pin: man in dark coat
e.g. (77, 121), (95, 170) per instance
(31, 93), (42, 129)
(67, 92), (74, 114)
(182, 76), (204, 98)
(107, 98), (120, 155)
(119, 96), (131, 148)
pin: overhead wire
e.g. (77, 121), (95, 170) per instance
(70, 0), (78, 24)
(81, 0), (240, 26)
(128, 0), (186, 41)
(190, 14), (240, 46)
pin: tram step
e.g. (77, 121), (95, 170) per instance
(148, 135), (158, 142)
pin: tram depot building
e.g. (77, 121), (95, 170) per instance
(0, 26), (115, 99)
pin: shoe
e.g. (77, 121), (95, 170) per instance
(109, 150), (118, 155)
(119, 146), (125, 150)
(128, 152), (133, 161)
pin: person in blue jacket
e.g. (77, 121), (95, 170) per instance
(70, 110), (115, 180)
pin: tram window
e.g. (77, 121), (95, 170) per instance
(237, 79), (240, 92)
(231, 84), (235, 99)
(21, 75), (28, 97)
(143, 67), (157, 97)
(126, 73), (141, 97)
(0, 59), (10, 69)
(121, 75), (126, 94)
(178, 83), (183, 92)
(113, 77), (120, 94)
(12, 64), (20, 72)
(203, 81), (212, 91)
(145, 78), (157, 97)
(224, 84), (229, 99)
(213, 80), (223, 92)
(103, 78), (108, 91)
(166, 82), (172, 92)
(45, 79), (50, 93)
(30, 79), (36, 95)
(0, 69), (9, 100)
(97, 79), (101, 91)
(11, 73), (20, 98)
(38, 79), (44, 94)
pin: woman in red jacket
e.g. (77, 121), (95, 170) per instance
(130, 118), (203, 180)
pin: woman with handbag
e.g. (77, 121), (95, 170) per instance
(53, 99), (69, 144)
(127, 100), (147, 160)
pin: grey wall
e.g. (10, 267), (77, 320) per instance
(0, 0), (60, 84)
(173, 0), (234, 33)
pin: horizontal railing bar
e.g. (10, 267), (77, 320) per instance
================================
**What to produce**
Rewrite all the records above, changing every "per instance" to "for each instance" and leaving everything else as it is.

**Result for this task**
pin: man in dark coat
e.g. (77, 121), (95, 170) for each instance
(31, 93), (42, 129)
(67, 92), (74, 114)
(182, 76), (204, 98)
(107, 98), (120, 155)
(119, 96), (131, 148)
pin: overhead wire
e.g. (77, 121), (95, 170) for each instance
(70, 0), (78, 24)
(81, 0), (240, 26)
(128, 0), (186, 41)
(190, 14), (240, 46)
pin: tram step
e.g. (77, 121), (95, 170) for each instance
(148, 135), (158, 142)
pin: tram depot building
e.g. (77, 121), (95, 170) for each instance
(0, 26), (115, 99)
pin: shoe
e.g. (77, 121), (95, 170) for each instance
(109, 150), (118, 155)
(119, 146), (125, 150)
(128, 152), (133, 161)
pin: person in blue jacket
e.g. (77, 121), (95, 170) for each instance
(70, 110), (115, 180)
pin: tram window
e.g. (77, 121), (95, 170) for each instance
(237, 79), (240, 92)
(231, 84), (235, 99)
(21, 75), (28, 97)
(143, 67), (157, 97)
(126, 73), (141, 97)
(0, 59), (10, 69)
(121, 75), (126, 94)
(178, 83), (183, 92)
(113, 77), (120, 94)
(12, 64), (20, 72)
(203, 81), (212, 91)
(145, 78), (157, 97)
(224, 84), (229, 99)
(213, 80), (223, 92)
(103, 78), (108, 91)
(166, 82), (172, 92)
(45, 79), (50, 93)
(30, 79), (36, 95)
(0, 69), (9, 100)
(97, 79), (101, 91)
(11, 73), (20, 98)
(38, 79), (44, 94)
pin: woman in red jacket
e.g. (77, 121), (95, 170) for each instance
(130, 118), (203, 180)
pin: woman with handbag
e.g. (77, 121), (95, 170) for each instance
(53, 99), (69, 144)
(127, 100), (147, 160)
pin: grey wall
e.g. (10, 267), (77, 320) for each instance
(0, 0), (60, 84)
(173, 0), (234, 33)
pin: horizontal railing bar
e.g. (10, 267), (77, 320) for each instance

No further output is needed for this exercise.